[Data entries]

++++

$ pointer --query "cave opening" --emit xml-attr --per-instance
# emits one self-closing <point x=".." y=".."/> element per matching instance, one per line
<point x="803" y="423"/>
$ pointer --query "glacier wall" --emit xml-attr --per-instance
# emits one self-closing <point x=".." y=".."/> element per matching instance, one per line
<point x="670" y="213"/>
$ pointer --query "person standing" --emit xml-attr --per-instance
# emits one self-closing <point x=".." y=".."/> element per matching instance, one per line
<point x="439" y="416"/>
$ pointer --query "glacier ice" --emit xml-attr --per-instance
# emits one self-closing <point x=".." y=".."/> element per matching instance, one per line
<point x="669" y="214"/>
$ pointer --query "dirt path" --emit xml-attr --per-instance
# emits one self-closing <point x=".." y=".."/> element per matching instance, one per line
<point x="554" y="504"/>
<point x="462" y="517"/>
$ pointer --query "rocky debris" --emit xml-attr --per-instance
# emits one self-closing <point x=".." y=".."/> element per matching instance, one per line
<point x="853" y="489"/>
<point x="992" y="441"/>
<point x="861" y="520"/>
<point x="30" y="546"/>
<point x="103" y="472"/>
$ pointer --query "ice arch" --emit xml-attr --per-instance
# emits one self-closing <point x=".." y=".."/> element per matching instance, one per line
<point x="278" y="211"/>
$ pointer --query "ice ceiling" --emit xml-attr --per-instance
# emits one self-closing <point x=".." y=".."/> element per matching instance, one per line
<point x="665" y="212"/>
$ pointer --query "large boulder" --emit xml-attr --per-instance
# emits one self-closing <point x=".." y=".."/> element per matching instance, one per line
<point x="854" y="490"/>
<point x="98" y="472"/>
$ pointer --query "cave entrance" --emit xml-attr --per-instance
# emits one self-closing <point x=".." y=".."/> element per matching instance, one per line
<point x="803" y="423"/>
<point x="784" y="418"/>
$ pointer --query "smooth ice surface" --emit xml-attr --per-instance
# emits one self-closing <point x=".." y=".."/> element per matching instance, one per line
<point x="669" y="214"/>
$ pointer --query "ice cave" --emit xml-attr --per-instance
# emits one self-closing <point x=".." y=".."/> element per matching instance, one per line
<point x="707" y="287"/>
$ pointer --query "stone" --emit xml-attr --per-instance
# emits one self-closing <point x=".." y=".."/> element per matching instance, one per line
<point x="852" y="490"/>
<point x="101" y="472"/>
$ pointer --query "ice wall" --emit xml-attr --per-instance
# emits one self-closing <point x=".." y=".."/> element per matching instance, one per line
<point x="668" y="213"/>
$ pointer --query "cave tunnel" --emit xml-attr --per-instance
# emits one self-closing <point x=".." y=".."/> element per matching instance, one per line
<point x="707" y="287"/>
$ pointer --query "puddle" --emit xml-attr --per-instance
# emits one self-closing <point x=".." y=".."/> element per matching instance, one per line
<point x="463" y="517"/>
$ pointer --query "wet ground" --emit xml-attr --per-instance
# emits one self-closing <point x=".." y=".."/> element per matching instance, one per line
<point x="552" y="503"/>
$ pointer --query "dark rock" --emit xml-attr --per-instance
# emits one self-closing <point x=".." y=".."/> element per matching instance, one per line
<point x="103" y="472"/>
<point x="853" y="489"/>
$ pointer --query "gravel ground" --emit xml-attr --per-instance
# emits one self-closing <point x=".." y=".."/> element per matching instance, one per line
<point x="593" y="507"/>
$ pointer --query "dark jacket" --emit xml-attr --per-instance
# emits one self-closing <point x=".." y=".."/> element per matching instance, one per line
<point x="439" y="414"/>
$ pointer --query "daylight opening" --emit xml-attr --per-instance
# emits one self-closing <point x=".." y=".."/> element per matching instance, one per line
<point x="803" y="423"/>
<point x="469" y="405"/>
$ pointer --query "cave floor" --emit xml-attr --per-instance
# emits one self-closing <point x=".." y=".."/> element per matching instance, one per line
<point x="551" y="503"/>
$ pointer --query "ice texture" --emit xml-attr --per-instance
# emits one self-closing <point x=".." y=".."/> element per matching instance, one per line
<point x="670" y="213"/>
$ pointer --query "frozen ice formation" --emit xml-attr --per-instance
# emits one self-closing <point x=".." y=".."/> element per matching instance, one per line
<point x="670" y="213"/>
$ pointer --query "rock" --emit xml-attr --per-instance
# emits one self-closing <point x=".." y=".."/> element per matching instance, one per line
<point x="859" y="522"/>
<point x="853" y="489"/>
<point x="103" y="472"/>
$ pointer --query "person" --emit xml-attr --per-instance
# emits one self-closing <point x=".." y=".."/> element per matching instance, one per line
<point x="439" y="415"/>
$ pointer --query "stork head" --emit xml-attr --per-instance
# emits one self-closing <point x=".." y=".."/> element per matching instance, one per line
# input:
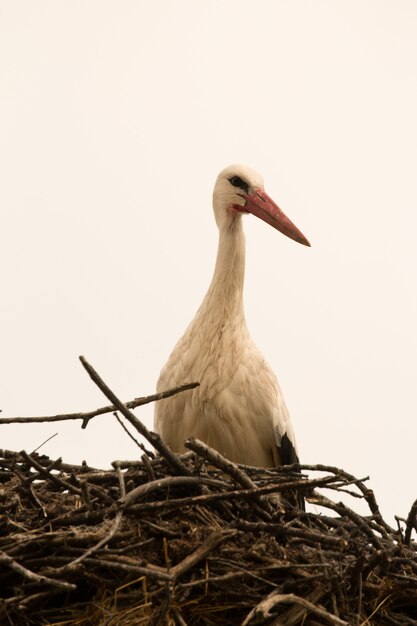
<point x="239" y="189"/>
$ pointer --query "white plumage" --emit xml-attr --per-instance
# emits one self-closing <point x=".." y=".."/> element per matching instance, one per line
<point x="238" y="409"/>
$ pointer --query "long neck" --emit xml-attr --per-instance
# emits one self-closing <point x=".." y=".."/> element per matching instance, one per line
<point x="224" y="299"/>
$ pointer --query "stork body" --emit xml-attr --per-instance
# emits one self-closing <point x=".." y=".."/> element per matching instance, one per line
<point x="238" y="409"/>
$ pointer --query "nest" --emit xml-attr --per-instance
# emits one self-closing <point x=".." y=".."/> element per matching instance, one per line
<point x="194" y="539"/>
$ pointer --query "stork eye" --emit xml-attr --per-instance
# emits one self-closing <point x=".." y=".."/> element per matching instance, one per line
<point x="236" y="181"/>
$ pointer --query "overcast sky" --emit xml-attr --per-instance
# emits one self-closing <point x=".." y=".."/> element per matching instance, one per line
<point x="115" y="120"/>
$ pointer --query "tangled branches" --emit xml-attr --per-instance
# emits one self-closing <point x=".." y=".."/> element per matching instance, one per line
<point x="195" y="539"/>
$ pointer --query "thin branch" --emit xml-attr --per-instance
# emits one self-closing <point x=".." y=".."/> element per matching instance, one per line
<point x="153" y="438"/>
<point x="32" y="576"/>
<point x="87" y="415"/>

++++

-- What is required --
Write out the whole listing again, exactly, with no pictures.

-- Expected output --
$ pointer --query "cave opening" --emit xml-attr --per-instance
# emits one self-closing <point x=".." y=".."/> element per matching instance, one per line
<point x="803" y="423"/>
$ pointer --query "glacier wall" --emit xml-attr --per-instance
# emits one self-closing <point x=".." y=".."/> element per matching instance, one per line
<point x="670" y="213"/>
$ pointer --query "person standing" --emit xml-attr --per-instance
# emits one self-closing <point x=".." y=".."/> element per matching instance, one per line
<point x="439" y="416"/>
$ pointer --query "glacier ice" --emit xml-attr --per-instance
# emits one self-closing <point x=".." y=".."/> element per matching instance, one per line
<point x="669" y="214"/>
$ pointer --query "dirt path" --emit xml-attr --per-instance
# emits one self-closing <point x=".." y=".."/> element per matching instance, one per line
<point x="554" y="504"/>
<point x="462" y="517"/>
$ pointer --query "rocky debris" --emit xml-attr --per-instance
# emits one self-closing <point x=".." y=".."/> element per matching instance, one per line
<point x="853" y="489"/>
<point x="992" y="441"/>
<point x="861" y="520"/>
<point x="30" y="546"/>
<point x="103" y="472"/>
$ pointer --query "ice arch" --emit xml-attr --per-instance
# emits one self-closing <point x=".." y=".."/> element per matching instance, one per line
<point x="278" y="211"/>
$ pointer --query "ice ceiling" --emit xml-attr --per-instance
# emits one self-closing <point x=".." y=".."/> element per matching instance, one per line
<point x="665" y="212"/>
$ pointer --query "large boulder" --emit xml-attr --per-instance
# emits one self-closing <point x=".." y=".."/> element per matching instance, one per line
<point x="854" y="490"/>
<point x="98" y="472"/>
$ pointer --query "cave entrance" --emit xml-attr --per-instance
# emits one self-closing <point x=".." y=".."/> element per matching instance, one per line
<point x="803" y="423"/>
<point x="784" y="418"/>
$ pointer --query "smooth ice surface" --emit xml-attr --per-instance
# emits one self-closing <point x=".." y=".."/> element per matching instance, one per line
<point x="669" y="214"/>
$ pointer --query "ice cave" --emit xml-attr --per-instance
# emits one self-closing <point x=".." y=".."/> element per matching instance, one per line
<point x="707" y="287"/>
$ pointer --query "stone" --emit xml-attr --per-instance
# emits one self-closing <point x=".." y=".."/> element per matching instance, one per line
<point x="852" y="490"/>
<point x="101" y="472"/>
$ pointer --query "ice wall" --emit xml-attr --per-instance
# emits one self-closing <point x=".." y=".."/> element per matching instance, one per line
<point x="668" y="213"/>
$ pointer --query "cave tunnel" --emit xml-attr --per-instance
# emits one self-closing <point x=".." y=".."/> element per matching instance, one per line
<point x="707" y="287"/>
$ pointer --query "puddle" --emit xml-attr --per-instance
# emits one self-closing <point x=".." y=".."/> element per matching instance, one per line
<point x="463" y="517"/>
$ pointer --query "wet ground" --emit xml-attr --per-instance
# emits one self-closing <point x=".." y=".."/> element per matching instance, one per line
<point x="552" y="503"/>
$ pointer --query "dark rock" --emit xml-attr --per-instance
# emits one self-closing <point x=".." y=".."/> element per matching instance, one per line
<point x="103" y="472"/>
<point x="853" y="489"/>
$ pointer --query "gravel ground" --emit xml-attr --per-instance
# emits one self-closing <point x=".." y=".."/> element per matching instance, one per line
<point x="593" y="507"/>
$ pointer --query "dark jacket" --emit xml-attr --per-instance
# emits one self-closing <point x=".." y=".."/> element per matching instance, one per line
<point x="439" y="414"/>
$ pointer --query "daylight opening" --emit xml-attr --per-instance
# emits one self-closing <point x=".." y=".."/> element per matching instance, one per line
<point x="803" y="423"/>
<point x="469" y="405"/>
$ pointer --query "cave floor" --emit xml-attr --per-instance
# emits one self-closing <point x=".." y=".."/> element per matching instance, one per line
<point x="551" y="503"/>
$ pointer --query "ice texture" --emit xml-attr --per-instance
# emits one self-closing <point x=".." y=".."/> element per matching instance, one per line
<point x="670" y="213"/>
$ pointer --query "frozen ice formation" --emit xml-attr --per-instance
# emits one self-closing <point x=".." y=".."/> element per matching instance, one per line
<point x="670" y="213"/>
$ pointer --query "rock" --emit xml-attr --per-instance
# emits one self-closing <point x=".." y=".."/> element per matching instance, one per line
<point x="859" y="522"/>
<point x="853" y="489"/>
<point x="103" y="472"/>
$ pointer --query "person" --emit xml-attr --per-instance
# emits one self-closing <point x=".." y=".."/> element per matching instance, one per line
<point x="439" y="415"/>
$ pointer --query "stork head" --emit xml-attr --per-instance
# emits one self-closing <point x=".." y=".."/> element per matching instance, one per line
# input:
<point x="239" y="189"/>
$ pointer --query "white plumage" --emit xml-attr --per-instance
# emits one self-closing <point x=".." y=".."/> element per matching instance, one per line
<point x="238" y="409"/>
$ pointer --query "long neck" --emit xml-attr --per-instance
# emits one self-closing <point x=".." y=".."/> element per matching instance, one per line
<point x="224" y="299"/>
$ pointer --query "stork body" --emit xml-attr --per-instance
# emits one self-closing <point x=".." y=".."/> element per matching instance, one per line
<point x="238" y="409"/>
$ pointer --query "nest" --emit xml-attr --per-instance
# emits one self-closing <point x=".." y=".."/> element per matching instance, one per line
<point x="194" y="539"/>
$ pointer --query "stork eye" --emit xml-attr --per-instance
# emits one self-closing <point x=".." y=".."/> element per matching instance, one per line
<point x="236" y="181"/>
$ pointer --query "overcast sky" --emit xml-attr --per-instance
# emits one self-closing <point x=".." y=".."/> element per matching instance, one per line
<point x="115" y="120"/>
$ pointer --query "tangled branches" --emit xml-attr --per-instance
# emits one self-closing <point x=".." y=".."/> element per matching instance, one per line
<point x="195" y="539"/>
$ pointer --query "thin branch" --emit xml-attr --per-instance
# emits one self-closing <point x=".." y=".."/> element per matching instance, one per line
<point x="153" y="438"/>
<point x="32" y="576"/>
<point x="87" y="415"/>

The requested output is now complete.